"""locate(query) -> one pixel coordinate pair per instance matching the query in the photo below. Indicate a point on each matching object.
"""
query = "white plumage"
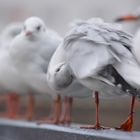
(31, 51)
(91, 46)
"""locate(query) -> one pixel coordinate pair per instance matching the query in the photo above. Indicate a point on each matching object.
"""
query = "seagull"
(30, 53)
(6, 36)
(135, 16)
(9, 32)
(64, 83)
(95, 53)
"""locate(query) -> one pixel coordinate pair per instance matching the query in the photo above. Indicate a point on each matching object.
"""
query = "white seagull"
(96, 54)
(9, 80)
(30, 53)
(135, 16)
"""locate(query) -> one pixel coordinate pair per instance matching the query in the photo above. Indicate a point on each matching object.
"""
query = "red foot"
(48, 121)
(96, 127)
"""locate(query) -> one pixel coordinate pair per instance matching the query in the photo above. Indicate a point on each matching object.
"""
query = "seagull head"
(34, 27)
(60, 78)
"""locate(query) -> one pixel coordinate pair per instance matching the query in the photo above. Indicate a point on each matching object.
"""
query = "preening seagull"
(97, 55)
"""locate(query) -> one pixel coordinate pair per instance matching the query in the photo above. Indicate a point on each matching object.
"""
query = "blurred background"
(58, 14)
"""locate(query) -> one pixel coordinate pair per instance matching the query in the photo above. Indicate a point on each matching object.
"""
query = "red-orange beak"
(127, 18)
(28, 33)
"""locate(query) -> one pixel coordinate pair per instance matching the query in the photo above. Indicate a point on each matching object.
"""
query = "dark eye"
(58, 69)
(24, 27)
(38, 28)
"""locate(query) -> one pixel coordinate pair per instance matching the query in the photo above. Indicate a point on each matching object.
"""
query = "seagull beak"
(28, 33)
(127, 18)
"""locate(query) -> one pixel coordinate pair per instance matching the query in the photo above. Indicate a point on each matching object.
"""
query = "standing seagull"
(136, 40)
(6, 37)
(93, 52)
(30, 53)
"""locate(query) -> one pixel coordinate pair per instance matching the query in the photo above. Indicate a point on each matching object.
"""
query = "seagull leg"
(56, 112)
(67, 111)
(13, 105)
(64, 108)
(128, 124)
(97, 125)
(31, 107)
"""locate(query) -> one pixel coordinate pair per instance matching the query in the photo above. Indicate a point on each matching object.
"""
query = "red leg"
(128, 124)
(64, 108)
(67, 111)
(97, 123)
(13, 106)
(31, 107)
(56, 112)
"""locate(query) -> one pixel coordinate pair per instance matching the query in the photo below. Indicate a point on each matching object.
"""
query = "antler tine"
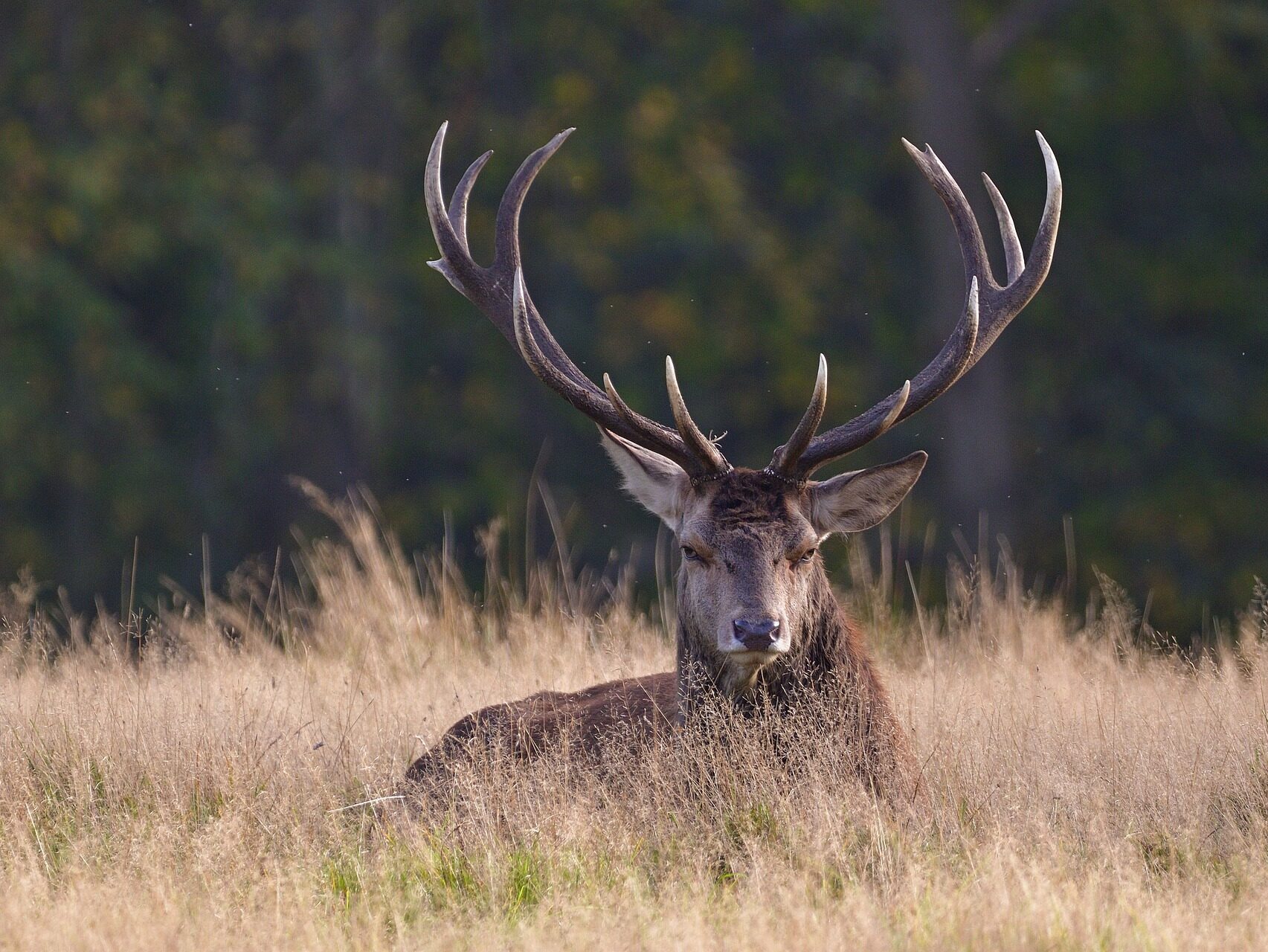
(701, 446)
(500, 292)
(1014, 257)
(458, 203)
(989, 307)
(786, 455)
---+---
## Requirement
Count the lines in the material above that contain the string "seagull", treating uppercase and lowercase as distinct, and reply with that number alone.

## Answer to the exercise
7